*** Opening of Excerpt to read ***

G3C

This document describes the procedure for using G3C package, creating required databases and script order.

For PERL script, several modules are required (go-db-perl in particular). All of this modules are available via CPAN. You should also notice that most of the scripts use a connection to a SQL database: you have to fill the $user (and $password if needed) field(s) in each script.

SUMMARY

  1. Perl modules
  2. Before runnig G3C
    1. G3C SQL BASE structure
    2. Get Group of similar GO terms file
  3. Running G3C and retrieved files structures
  4. Results files analyses
    1. G3C_Analyse
    2. G3C_keyword
    3. G3C_enrich_cluster_QTL.pl
    4. G3C_coregul
    5. G3C_generate_stat and G3C_generate_stat_IC
  5. Annexes : SQL Dump of the G3C database structure

1. Perl modules

Install the following PERL modules, in order to use every G3C scripts:

DBI — 1.609
BioPerl — 1.6.0
go-perl — 0.09
go-db-perl — 0.01
Digest::SHA1 — 2.11
Memoize — 1.01
PDL — 2.4.4
Statistics::Descriptive — 2.6
Statistics::Distributions — 1.02
Statistics::OLS — 0.07
Switch — 2.14
Getopt::Long — 2.38

2. Before runnig G3C

Create and fill G3C SQL database then generate similar GO terms groups (Group_SIM).

2.1 G3C SQL BASE structure

These two tables have to be filled to run ‘G3C.pl’. Create a SQL database calle ‘G3C’ and two tables named ‘goa’ and ‘GoLoc’ with these structures.

‘goa’ table

This table allows to get all GO_ids for each gene product and each species in order to get GO terms for gene_id.

*** Close of Excerpt to read ***
*** Opening of Stored data ***

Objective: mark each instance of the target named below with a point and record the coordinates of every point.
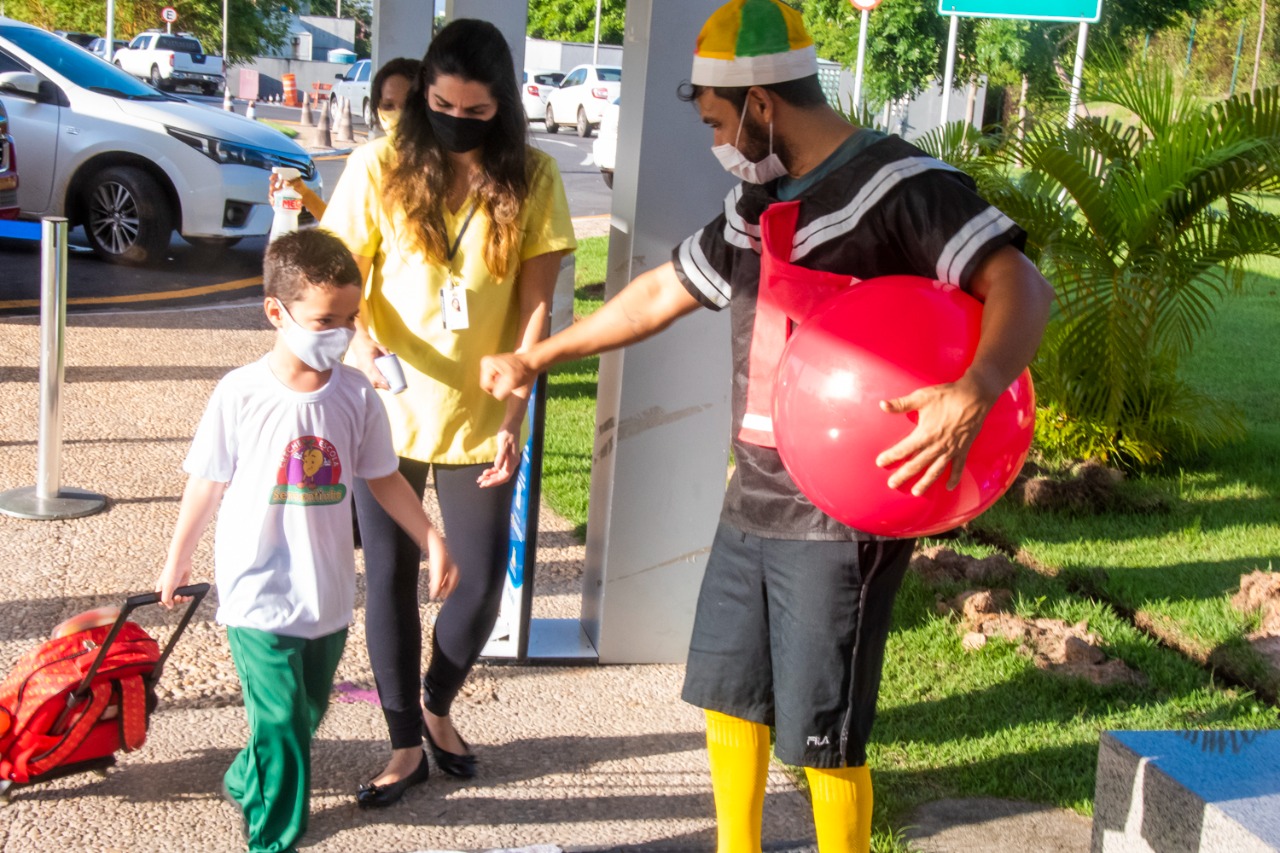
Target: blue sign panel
(1080, 10)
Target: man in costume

*** Close of Stored data ***

→ **Tasks and exercises**:
A. Based on the G3C document, why must the $user field be filled in each script?
B. In the G3C document, what two tables must be created in the SQL database?
The lines have nothing to do with the G3C document.

→ **Results for the exercise**:
A. Most of the scripts connect to a SQL database, so each one needs the $user field filled in, plus $password if one is needed.

B. Two tables named 'goa' and 'GoLoc'.